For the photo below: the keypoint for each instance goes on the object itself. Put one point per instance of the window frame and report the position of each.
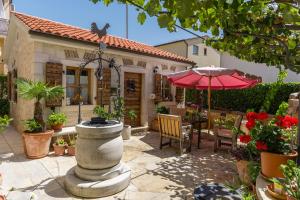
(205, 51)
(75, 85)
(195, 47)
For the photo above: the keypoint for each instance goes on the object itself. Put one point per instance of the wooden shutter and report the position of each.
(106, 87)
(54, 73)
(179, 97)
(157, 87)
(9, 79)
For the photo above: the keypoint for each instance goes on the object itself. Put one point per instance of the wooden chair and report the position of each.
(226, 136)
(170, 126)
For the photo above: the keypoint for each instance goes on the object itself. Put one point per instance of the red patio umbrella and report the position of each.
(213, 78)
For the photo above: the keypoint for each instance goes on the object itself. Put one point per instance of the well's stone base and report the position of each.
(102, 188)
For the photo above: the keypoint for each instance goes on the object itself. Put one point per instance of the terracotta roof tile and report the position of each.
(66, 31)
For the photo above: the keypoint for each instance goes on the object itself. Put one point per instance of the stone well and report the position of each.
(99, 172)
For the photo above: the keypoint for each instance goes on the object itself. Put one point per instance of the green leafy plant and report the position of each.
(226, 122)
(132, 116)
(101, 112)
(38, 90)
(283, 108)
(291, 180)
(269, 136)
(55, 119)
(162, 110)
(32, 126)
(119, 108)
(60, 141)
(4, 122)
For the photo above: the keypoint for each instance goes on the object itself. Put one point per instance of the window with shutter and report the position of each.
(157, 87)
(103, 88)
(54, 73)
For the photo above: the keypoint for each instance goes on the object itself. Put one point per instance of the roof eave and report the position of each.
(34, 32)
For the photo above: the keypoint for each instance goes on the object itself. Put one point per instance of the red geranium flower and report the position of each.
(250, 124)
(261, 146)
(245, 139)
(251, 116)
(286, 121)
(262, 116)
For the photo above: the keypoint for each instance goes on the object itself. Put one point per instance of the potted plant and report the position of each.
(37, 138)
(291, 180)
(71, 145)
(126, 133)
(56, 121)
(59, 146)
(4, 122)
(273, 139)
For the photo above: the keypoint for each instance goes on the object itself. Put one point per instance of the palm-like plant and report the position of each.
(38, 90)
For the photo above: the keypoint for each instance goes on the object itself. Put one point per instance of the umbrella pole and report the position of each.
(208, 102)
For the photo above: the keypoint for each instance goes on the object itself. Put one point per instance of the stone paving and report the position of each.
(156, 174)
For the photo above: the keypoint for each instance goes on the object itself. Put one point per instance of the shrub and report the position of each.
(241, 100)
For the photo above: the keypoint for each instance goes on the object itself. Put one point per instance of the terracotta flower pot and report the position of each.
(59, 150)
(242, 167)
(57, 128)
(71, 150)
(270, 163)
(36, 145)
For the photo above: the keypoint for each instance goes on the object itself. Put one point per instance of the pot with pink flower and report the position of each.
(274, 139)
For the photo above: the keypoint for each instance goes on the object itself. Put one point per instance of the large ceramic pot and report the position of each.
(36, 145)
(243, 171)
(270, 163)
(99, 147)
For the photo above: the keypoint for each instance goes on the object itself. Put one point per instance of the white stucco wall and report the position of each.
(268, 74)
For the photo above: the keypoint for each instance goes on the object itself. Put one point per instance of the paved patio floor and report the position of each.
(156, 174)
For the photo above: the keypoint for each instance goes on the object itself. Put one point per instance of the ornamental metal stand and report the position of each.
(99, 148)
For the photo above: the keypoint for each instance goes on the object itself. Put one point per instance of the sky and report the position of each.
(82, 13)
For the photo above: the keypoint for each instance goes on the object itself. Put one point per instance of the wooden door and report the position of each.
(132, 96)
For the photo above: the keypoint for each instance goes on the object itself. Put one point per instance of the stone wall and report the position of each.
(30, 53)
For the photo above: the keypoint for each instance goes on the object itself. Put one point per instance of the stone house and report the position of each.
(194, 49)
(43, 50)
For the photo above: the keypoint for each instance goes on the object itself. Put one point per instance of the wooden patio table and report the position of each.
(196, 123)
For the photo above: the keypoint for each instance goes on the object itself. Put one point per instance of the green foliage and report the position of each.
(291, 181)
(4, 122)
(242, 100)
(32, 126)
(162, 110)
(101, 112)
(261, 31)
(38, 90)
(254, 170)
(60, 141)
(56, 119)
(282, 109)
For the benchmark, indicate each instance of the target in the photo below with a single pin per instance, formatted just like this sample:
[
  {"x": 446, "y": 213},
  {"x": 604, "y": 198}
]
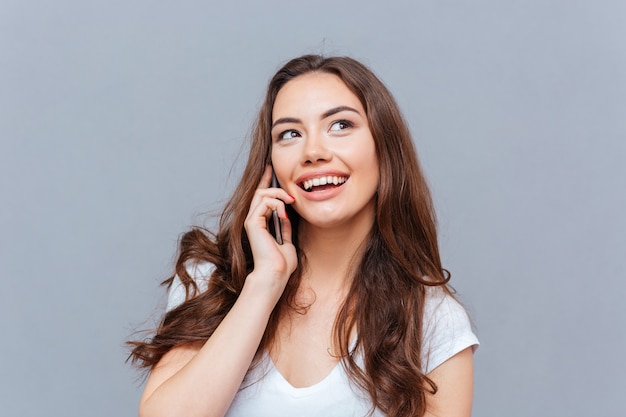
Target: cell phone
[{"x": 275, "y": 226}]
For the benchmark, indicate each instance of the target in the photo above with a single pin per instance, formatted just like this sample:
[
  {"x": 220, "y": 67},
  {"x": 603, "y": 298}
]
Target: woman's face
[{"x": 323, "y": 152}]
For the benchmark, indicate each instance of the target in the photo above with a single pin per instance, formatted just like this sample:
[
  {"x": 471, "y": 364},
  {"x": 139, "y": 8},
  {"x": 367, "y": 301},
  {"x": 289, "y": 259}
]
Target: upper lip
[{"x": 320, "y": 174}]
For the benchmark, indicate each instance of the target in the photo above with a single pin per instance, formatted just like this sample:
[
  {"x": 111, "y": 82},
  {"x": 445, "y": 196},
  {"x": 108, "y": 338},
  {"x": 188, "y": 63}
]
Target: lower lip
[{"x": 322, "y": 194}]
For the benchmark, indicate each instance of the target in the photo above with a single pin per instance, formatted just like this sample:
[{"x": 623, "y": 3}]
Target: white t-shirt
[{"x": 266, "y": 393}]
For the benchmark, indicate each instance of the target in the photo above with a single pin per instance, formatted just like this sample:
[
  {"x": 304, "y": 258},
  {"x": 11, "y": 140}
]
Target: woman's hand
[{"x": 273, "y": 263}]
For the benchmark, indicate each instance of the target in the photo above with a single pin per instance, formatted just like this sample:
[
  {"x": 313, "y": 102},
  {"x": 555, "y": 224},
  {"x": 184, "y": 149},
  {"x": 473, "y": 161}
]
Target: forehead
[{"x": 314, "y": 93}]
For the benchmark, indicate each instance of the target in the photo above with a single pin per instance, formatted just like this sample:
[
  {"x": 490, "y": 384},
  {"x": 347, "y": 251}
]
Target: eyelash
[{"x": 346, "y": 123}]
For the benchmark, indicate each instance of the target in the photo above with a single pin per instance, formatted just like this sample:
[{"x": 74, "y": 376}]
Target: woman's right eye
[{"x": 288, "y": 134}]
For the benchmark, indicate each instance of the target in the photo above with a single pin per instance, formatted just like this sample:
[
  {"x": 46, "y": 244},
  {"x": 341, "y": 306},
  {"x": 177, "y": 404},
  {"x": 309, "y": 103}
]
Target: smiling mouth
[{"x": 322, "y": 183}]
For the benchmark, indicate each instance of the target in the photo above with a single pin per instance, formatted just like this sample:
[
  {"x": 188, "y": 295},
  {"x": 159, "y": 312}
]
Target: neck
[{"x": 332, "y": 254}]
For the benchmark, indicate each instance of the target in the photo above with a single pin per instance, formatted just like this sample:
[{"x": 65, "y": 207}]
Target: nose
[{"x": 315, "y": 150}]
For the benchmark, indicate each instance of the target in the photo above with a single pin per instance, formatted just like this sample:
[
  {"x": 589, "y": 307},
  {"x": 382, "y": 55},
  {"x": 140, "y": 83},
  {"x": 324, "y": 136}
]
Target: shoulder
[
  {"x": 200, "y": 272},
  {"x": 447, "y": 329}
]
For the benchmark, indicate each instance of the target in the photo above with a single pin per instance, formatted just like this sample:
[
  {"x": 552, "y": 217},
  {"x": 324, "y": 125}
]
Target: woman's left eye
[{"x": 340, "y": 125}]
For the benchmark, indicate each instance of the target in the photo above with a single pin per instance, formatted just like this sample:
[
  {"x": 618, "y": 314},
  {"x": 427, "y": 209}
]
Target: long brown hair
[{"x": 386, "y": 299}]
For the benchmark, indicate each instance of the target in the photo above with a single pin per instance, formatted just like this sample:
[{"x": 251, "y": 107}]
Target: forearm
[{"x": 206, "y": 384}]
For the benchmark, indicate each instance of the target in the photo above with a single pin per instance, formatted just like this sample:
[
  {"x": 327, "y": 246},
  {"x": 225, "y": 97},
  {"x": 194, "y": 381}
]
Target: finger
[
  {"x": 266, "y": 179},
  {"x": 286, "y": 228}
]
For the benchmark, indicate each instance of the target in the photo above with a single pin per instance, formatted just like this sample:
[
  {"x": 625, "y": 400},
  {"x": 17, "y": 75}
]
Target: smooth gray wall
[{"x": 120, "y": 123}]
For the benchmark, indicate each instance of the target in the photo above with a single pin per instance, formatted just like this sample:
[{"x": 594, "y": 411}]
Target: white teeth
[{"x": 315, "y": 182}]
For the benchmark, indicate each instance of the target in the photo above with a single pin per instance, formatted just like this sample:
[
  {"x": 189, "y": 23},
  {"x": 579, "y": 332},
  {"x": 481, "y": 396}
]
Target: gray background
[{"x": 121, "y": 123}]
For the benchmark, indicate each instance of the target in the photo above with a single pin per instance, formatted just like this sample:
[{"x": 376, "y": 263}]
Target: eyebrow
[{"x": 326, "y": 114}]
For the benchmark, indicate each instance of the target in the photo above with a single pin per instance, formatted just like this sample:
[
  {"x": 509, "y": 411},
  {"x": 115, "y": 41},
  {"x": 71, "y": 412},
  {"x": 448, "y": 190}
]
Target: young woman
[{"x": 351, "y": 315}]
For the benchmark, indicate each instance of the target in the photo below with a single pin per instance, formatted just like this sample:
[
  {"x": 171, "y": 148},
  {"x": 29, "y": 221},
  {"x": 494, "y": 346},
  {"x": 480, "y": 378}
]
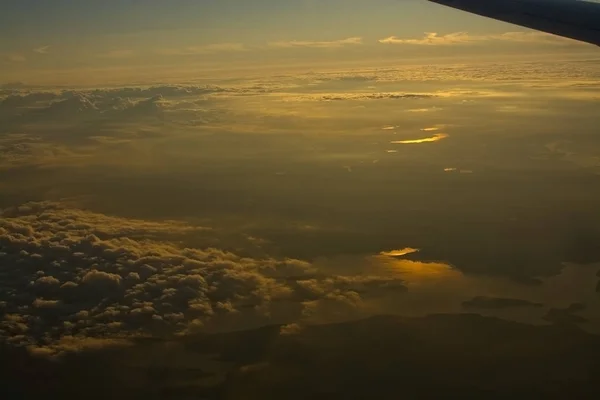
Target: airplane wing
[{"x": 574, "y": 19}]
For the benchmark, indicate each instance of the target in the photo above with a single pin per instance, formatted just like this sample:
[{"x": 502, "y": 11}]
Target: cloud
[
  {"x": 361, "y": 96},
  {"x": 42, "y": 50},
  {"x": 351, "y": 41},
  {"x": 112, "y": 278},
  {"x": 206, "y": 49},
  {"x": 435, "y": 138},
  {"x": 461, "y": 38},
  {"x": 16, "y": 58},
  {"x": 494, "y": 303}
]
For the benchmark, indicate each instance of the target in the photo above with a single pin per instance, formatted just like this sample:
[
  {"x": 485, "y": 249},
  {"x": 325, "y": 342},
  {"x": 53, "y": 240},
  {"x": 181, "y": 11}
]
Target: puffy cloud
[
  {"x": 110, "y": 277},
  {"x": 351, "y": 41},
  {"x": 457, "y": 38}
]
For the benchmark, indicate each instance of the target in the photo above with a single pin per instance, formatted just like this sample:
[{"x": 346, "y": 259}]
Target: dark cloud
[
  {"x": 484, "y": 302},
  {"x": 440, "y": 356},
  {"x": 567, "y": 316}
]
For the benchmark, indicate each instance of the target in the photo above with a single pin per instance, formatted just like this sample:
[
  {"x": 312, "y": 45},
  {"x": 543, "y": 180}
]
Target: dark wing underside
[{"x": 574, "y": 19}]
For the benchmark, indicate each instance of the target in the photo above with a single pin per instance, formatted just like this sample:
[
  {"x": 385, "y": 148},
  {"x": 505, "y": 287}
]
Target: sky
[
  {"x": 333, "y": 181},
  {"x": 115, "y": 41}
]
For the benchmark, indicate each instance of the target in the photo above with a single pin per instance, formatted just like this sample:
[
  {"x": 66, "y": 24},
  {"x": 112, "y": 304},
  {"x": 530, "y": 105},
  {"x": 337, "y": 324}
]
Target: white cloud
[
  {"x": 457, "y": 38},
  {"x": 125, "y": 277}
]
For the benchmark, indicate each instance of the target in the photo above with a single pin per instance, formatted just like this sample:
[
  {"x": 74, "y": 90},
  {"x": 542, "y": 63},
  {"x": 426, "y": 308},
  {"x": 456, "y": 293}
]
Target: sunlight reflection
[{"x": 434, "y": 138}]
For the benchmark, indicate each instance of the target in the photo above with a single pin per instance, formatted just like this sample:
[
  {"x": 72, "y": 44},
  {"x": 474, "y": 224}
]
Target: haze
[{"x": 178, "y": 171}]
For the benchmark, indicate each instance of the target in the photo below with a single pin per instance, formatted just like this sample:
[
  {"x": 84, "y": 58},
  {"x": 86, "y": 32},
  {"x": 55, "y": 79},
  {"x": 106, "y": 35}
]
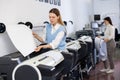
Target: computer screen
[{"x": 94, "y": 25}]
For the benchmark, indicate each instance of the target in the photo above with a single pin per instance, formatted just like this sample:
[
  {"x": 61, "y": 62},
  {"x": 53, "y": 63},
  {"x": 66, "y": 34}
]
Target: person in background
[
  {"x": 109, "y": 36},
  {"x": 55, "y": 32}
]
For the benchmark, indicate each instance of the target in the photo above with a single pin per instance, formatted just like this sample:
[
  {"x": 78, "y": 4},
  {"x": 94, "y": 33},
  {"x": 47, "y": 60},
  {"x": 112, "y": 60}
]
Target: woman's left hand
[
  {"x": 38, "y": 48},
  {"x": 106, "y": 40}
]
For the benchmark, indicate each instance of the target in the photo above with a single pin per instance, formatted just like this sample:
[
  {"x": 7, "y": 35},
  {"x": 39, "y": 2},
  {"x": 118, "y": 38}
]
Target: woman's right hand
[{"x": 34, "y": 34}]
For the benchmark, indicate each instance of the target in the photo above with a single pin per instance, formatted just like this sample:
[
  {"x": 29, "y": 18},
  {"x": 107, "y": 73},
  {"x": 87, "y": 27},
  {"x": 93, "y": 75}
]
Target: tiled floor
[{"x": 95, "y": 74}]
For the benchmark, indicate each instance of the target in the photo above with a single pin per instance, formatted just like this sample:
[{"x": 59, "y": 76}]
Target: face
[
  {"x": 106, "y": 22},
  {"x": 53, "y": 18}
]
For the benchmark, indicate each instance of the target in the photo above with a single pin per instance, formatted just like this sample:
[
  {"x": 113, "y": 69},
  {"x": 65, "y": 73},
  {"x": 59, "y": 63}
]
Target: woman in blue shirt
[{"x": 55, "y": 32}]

* DETALLES DEL PROBLEMA
Indique todas las líneas de los registros anteriores que contengan la palabra "cloud", copiando cada una de ellas completa.

* RESULTADO OBTENIDO
Target: cloud
Target: puffy cloud
Target: dark cloud
Target: white cloud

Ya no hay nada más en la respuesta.